Begin

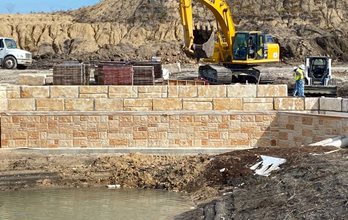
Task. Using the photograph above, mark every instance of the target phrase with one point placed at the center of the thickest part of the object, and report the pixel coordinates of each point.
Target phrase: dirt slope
(141, 29)
(310, 185)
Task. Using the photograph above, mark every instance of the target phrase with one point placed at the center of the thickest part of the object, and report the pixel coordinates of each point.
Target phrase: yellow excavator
(233, 55)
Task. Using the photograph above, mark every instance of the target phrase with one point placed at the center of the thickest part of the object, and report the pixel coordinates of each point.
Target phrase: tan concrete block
(50, 104)
(64, 91)
(13, 92)
(187, 105)
(258, 100)
(3, 104)
(241, 91)
(272, 91)
(93, 89)
(152, 91)
(258, 106)
(212, 91)
(138, 102)
(345, 105)
(167, 104)
(21, 104)
(108, 104)
(183, 91)
(35, 92)
(289, 104)
(93, 96)
(173, 91)
(312, 104)
(123, 92)
(228, 104)
(79, 104)
(3, 94)
(31, 79)
(331, 104)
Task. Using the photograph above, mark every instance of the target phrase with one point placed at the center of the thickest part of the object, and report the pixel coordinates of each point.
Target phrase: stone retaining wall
(137, 130)
(147, 98)
(230, 116)
(163, 130)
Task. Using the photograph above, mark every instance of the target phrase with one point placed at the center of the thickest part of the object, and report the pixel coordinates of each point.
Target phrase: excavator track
(218, 74)
(318, 91)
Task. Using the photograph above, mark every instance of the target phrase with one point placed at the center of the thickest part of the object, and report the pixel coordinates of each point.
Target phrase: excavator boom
(223, 16)
(238, 52)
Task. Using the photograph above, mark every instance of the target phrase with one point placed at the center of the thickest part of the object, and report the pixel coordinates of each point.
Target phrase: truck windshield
(10, 44)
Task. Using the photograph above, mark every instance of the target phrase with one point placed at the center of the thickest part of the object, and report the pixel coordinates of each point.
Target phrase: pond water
(96, 203)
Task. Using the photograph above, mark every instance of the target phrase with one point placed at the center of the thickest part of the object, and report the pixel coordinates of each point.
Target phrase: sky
(27, 6)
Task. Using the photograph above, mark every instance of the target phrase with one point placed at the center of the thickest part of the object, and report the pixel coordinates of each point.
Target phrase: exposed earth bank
(312, 184)
(140, 29)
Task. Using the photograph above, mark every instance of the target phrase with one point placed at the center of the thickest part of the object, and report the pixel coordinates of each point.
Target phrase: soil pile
(310, 185)
(139, 29)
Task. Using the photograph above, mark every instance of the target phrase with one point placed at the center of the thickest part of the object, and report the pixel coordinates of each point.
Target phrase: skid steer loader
(318, 77)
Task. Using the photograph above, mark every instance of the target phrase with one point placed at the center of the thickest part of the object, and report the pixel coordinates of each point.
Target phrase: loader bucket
(203, 43)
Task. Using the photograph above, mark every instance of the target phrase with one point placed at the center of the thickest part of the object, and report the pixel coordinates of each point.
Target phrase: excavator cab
(203, 42)
(253, 46)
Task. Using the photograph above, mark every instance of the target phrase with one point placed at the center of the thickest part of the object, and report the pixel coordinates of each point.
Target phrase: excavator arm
(223, 16)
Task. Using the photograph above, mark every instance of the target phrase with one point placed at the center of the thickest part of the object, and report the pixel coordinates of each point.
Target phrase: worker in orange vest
(299, 81)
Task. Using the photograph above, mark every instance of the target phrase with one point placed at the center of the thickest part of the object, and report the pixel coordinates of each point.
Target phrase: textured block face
(108, 104)
(35, 92)
(212, 91)
(311, 104)
(138, 104)
(289, 104)
(3, 94)
(79, 105)
(228, 104)
(183, 91)
(123, 92)
(241, 91)
(152, 91)
(64, 91)
(50, 104)
(167, 104)
(272, 91)
(196, 106)
(331, 104)
(93, 89)
(31, 79)
(21, 104)
(3, 104)
(255, 106)
(345, 105)
(13, 92)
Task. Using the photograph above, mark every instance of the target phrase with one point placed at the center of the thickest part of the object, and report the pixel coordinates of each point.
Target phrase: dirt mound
(141, 29)
(307, 186)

End

**What this task involves:** Collect every line of the material above that contains the string "block", treating uppercase and lowercase letters as distinct.

**Finished exercise:**
Target phrase: tan concrete block
Target phrase: textured block face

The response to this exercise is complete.